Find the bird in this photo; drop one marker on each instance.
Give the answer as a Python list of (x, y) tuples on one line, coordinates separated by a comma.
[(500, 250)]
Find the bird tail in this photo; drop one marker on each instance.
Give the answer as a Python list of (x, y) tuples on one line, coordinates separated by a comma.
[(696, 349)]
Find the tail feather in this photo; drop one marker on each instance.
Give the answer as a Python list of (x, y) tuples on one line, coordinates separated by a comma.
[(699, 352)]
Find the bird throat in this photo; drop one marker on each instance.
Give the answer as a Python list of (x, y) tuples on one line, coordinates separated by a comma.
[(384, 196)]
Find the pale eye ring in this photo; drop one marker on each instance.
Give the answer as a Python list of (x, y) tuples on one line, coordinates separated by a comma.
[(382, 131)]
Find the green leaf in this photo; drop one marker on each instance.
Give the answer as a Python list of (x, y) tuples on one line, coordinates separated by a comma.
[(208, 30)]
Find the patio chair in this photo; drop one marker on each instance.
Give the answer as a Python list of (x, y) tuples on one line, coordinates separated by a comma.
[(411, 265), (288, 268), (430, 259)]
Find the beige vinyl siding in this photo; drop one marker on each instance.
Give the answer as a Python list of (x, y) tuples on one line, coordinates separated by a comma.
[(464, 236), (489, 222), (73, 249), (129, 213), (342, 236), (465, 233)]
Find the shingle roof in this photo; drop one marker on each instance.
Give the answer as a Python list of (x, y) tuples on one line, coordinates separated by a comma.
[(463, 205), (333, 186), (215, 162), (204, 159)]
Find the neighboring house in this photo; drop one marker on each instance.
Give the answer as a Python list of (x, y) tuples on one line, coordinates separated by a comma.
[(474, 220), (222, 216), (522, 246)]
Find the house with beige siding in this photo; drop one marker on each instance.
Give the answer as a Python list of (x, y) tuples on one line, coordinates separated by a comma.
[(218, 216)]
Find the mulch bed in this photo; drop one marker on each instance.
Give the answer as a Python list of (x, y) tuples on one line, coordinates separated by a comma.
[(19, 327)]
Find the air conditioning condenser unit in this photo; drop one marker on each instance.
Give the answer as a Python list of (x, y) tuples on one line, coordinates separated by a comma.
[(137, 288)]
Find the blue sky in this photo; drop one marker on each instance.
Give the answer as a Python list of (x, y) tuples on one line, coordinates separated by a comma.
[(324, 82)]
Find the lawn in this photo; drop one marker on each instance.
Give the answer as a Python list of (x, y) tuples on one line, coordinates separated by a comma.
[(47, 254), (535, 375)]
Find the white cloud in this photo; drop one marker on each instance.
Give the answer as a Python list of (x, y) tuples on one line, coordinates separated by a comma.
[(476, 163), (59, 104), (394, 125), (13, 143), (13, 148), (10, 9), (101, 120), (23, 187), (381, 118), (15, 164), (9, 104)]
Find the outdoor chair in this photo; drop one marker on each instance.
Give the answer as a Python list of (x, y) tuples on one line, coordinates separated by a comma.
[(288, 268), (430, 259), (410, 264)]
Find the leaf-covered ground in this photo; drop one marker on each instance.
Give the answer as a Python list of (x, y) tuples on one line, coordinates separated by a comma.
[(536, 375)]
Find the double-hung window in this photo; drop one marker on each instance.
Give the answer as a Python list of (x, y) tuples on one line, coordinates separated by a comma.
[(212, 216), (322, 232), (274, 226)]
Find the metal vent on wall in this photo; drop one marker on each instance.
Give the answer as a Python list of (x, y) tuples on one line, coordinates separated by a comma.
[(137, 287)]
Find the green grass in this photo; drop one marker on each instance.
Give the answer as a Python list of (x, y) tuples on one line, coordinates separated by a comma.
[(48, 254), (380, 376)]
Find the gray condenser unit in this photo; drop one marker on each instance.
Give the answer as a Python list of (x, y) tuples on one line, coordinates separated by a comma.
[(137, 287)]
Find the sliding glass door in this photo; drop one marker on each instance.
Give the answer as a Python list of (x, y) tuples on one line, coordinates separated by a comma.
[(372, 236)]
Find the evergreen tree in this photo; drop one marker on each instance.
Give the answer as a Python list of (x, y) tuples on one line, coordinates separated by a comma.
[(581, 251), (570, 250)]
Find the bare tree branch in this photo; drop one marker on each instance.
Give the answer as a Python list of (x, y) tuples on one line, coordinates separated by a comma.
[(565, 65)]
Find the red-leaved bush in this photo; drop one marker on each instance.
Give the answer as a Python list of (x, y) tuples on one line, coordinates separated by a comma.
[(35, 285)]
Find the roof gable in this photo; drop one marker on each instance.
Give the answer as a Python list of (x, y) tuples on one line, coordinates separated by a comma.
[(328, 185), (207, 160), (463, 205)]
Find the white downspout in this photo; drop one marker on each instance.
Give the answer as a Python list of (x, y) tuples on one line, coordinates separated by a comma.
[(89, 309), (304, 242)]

******

Convert the lines above into a numbered list, leaving out any blank lines.

1. Find the bird in this photo; drop one marker on each instance.
2. Give the answer as a Python list of (x, y) tuples on one line, coordinates separated by a comma.
3. [(500, 250)]
4. Find the bird tail in this photo; drop one marker on each instance.
5. Give the answer as a Python list of (x, y) tuples on one line, coordinates separated by a comma.
6. [(696, 349)]
7. Find the tail feather in this photo; drop one marker on each instance.
8. Give the answer as a Python list of (x, y) tuples on one line, coordinates separated by a comma.
9. [(699, 352)]
10. Find the bird throat in this photo; drop one marker on each instance.
11. Give the answer as a Python list of (x, y) tuples on one line, coordinates separated by a comma.
12. [(384, 196)]
13. Find the pale eye ring in this photo; drop one marker on each instance.
14. Give the answer as a Python list of (x, y) tuples on one line, coordinates separated by a comma.
15. [(382, 131)]
16. Find the green leaf in this photo; drop one marker on each instance.
17. Give the answer as a Python list of (x, y) tuples on one line, coordinates separated by a comma.
18. [(208, 30)]
19. Find the patio chair in this photo; drop one marker on each instance.
20. Give the answer as a Python list of (x, y) tuples on one line, coordinates separated by a comma.
21. [(411, 265), (288, 268), (430, 259)]
22. Find the beige vinyl siding in this photo; drop one marker on each instance.
23. Give the answer as a Python list of (x, y) tuples on one line, coordinates separated by a comma.
24. [(464, 236), (489, 222), (73, 249), (129, 213), (342, 236), (465, 233)]
25. Find the shingle roof in this photo; drop one marker on each instance.
26. Give the answer as a Python list of (x, y) tuples on one line, coordinates separated by a comma.
27. [(463, 205), (333, 186), (215, 162), (204, 159)]
28. Find the neighboring house in this photo; drop one marker on each instance.
29. Give the answer as a Python list of (x, y) tuples on one line, coordinates separated by a comma.
30. [(474, 220), (222, 216), (522, 246)]
31. Find the house with beige siding in this photo; drop one marker on each instance.
32. Give the answer as a Python list of (x, y) tuples on one line, coordinates separated by a comma.
33. [(218, 216)]
34. Find the mulch bed in this photo; drop one marker on each instance.
35. Give the answer as a Python list of (x, y) tuples on one line, coordinates separated by a comma.
36. [(19, 327)]
37. Find the air conditioning condenser unit in this photo; drop one marker on each instance.
38. Give the answer as a Python list of (x, y) tuples on one line, coordinates separated by a comma.
39. [(137, 288)]
40. Find the blue sky in this photo; drop one marker on each instance.
41. Give the answer as a Python list of (x, y) tuples on one line, coordinates separated by a comma.
42. [(324, 82)]
43. Find the lawn in this photo; drop one marker on each instance.
44. Give the answer as a Python list of (x, y) tuples on one line, coordinates separated by a comma.
45. [(47, 254), (535, 375)]
46. Find the white cloud in this photo; drop one marker on each instance.
47. Give the answer as a Python list of (x, y) tuples on one line, coordinates separated by a comma.
48. [(476, 163), (59, 104), (394, 125), (13, 143), (13, 148), (10, 9), (101, 120), (23, 187), (381, 118), (15, 164), (9, 104)]
49. Find the outdoor chair in this photo; drop one marker on each instance.
50. Give the answer as a Python list of (x, y) tuples on one line, coordinates separated by a comma.
51. [(288, 268), (430, 259), (410, 264)]
52. Find the leaf-covered ground in this photo; drop one marker on each instance.
53. Give the answer as a Python list of (x, y) tuples on one line, coordinates separated by a comma.
54. [(536, 375)]
55. Find the double-hung window in this photo; drop one marker on each instance.
56. Give the answer as a Python list of (x, y) tuples on one line, coordinates separated by a comma.
57. [(212, 216), (322, 232), (274, 226)]
58. Find the metal vent on wall in this photo; drop one marker on each instance.
59. Give the answer as a Python list of (x, y) tuples on one line, coordinates separated by a comma.
60. [(137, 287)]
61. Find the green grass in this photo; drop one marker on each instance.
62. Give the answer as a Python list of (x, y) tuples on one line, coordinates separated by a comma.
63. [(48, 254), (380, 376)]
64. Find the gray condenser unit in this photo; drop one marker on each instance.
65. Give the answer as a Python list of (x, y) tuples on one line, coordinates separated by a comma.
66. [(137, 287)]
67. Find the sliding glass door in this photo; drop one marker on each instance.
68. Give the answer as a Python list of (x, y) tuples on one line, coordinates separated by a comma.
69. [(372, 236)]
70. Find the evergreen tree in this photo; drop one marker on each instance.
71. Give the answer as a Python list of (x, y) tuples on one line, coordinates separated by a comma.
72. [(581, 251), (570, 250)]
73. Find the bare tree branch in this photo; drop one marker on each instance.
74. Give the answer as a Python list of (x, y) tuples on one line, coordinates separated by a comma.
75. [(565, 65)]
76. Find the red-leaved bush in this photo; drop one marker on each instance.
77. Give the answer as a Python list of (x, y) tuples on one line, coordinates separated by a comma.
78. [(35, 285)]
79. Find the roof gable in this photo; drop one marker on each instance.
80. Give the answer as a Python list of (x, y) tuples on one line, coordinates separated by a comma.
81. [(328, 185), (207, 160), (463, 205)]
82. Find the white downspout in this photo; drop one marker on each instance.
83. Give the answer as a Python list of (x, y) tuples on one line, coordinates separated by a comma.
84. [(89, 309), (304, 242)]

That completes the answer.